(SELECTED EXCERPT)
Content taken from a survey of the trees conducted by Andy Dodd, Technical Support – Historic Auckland Conservancy in 2004.
In addition to their historic context these trees also derive significance from their aesthetic contribution to the landscape and their ability to explain activities occurring on Motuihe. Most of the trees were planted during the quarantine period 1872 to 1941. They were largely donated by wealthy benefactors to be planted by the internees for the purpose of providing fresh air and exercise and to beautify the island. It is probable that the olive grove was originally established when Brown and Campbell owned the island (1843 to 1872) but it is impossible to verify this with any certainty. Most of these trees are on the north western headland and the isthmus of Motuihe.
The Norfolk pines give the iconic view of Motuihe as you approach the wharf.
There are numerous Norfolk Pines on the road up to the headland, on the isthmus and also across the main part of the island where they were used as a wind break when it was a farm. Motuihe is the only known place other than Norfolk Island where Norfolk pines are naturalized.
The Norfolk pines are considered an iconic part of the Motuihe landscape.
The olive grove is between the headland road and the Surgeon’s Cottage. These trees do produce fruit that has been collected by some families over decades.
The farm had an orchard of pear and Christmas plum trees. The remnants still remain and they give their name to Orchard Bush through which the Tieke (Saddleback) track winds.
Moreton Bay Figs
There are two magnificent examples on the main avenue up to the headland near the toilet block.
Gallipoli Aleppo Pines
Aleppo Pine in Domain grown from seed collected on Motuihe
There were 10 of these historic trees planted after the First World War from seed brought back by soldiers from Gallipoli. Some were on the cliffs of the headland, some on the low cliff opposite the kiosk and the biggest group up above the Surgeon’s cottage. They were all cut down because they were a danger to the public being over 100 years old. However, one seedling survives and is fenced and labeled above the Surgeon’s Cottage. The Aleppo pine growing on the lawn outside the north entrance to the Auckland War memorial Museum was planted in 2003 from seed taken from Motuihe Island.
Aleppo pine growing on Motuihe seeded directly from one of the 10 original Gallipoli trees
S 36 degrees 48' 7" E 174 degrees 56' 10"
There were a number of other types of pine trees planted on the island eg Hoop pine, Perth Christmas tree, Austrian pine, Brown pine, Canary Island pine, and the island has the southern-most example of Scots pine. Many of these trees were removed because of their danger to the public and also because of the restoration of the island to return the native bush.
(End SELECTED EXCERPT)
(DATA LISTING)
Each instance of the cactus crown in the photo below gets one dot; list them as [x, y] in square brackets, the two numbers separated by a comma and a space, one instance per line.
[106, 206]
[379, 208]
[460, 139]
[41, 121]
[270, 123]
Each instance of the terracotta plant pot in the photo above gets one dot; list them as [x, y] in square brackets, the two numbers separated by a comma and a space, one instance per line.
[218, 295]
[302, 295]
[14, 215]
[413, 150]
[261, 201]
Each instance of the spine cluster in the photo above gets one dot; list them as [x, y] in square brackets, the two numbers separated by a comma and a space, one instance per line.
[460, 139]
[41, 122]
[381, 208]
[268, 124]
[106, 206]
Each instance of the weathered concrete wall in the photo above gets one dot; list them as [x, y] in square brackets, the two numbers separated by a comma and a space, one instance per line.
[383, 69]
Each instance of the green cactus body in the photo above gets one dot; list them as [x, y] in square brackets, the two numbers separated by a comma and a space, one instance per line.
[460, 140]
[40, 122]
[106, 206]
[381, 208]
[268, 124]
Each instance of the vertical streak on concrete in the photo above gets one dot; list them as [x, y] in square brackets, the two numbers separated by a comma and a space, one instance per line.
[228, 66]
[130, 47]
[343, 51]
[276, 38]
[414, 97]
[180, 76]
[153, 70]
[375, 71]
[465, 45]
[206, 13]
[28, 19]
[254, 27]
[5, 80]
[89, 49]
(End DATA LISTING)
◆ TASK BRIEF: Please write out the Motuihe trees text in full, word for word. The records have no connection to the Motuihe trees text.

◆ ANSWER BOX:
Content taken from a survey of the trees conducted by Andy Dodd, Technical Support – Historic Auckland Conservancy in 2004.
In addition to their historic context these trees also derive significance from their aesthetic contribution to the landscape and their ability to explain activities occurring on Motuihe. Most of the trees were planted during the quarantine period 1872 to 1941. They were largely donated by wealthy benefactors to be planted by the internees for the purpose of providing fresh air and exercise and to beautify the island. It is probable that the olive grove was originally established when Brown and Campbell owned the island (1843 to 1872) but it is impossible to verify this with any certainty. Most of these trees are on the north western headland and the isthmus of Motuihe.
The Norfolk pines give the iconic view of Motuihe as you approach the wharf.
There are numerous Norfolk Pines on the road up to the headland, on the isthmus and also across the main part of the island where they were used as a wind break when it was a farm. Motuihe is the only known place other than Norfolk Island where Norfolk pines are naturalized.
The Norfolk pines are considered an iconic part of the Motuihe landscape.
The olive grove is between the headland road and the Surgeon’s Cottage. These trees do produce fruit that has been collected by some families over decades.
The farm had an orchard of pear and Christmas plum trees. The remnants still remain and they give their name to Orchard Bush through which the Tieke (Saddleback) track winds.
Moreton Bay Figs
There are two magnificent examples on the main avenue up to the headland near the toilet block.
Gallipoli Aleppo Pines
Aleppo Pine in Domain grown from seed collected on Motuihe
There were 10 of these historic trees planted after the First World War from seed brought back by soldiers from Gallipoli. Some were on the cliffs of the headland, some on the low cliff opposite the kiosk and the biggest group up above the Surgeon’s cottage. They were all cut down because they were a danger to the public being over 100 years old. However, one seedling survives and is fenced and labeled above the Surgeon’s Cottage. The Aleppo pine growing on the lawn outside the north entrance to the Auckland War memorial Museum was planted in 2003 from seed taken from Motuihe Island.
Aleppo pine growing on Motuihe seeded directly from one of the 10 original Gallipoli trees
S 36 degrees 48' 7" E 174 degrees 56' 10"
There were a number of other types of pine trees planted on the island eg Hoop pine, Perth Christmas tree, Austrian pine, Brown pine, Canary Island pine, and the island has the southern-most example of Scots pine. Many of these trees were removed because of their danger to the public and also because of the restoration of the island to return the native bush.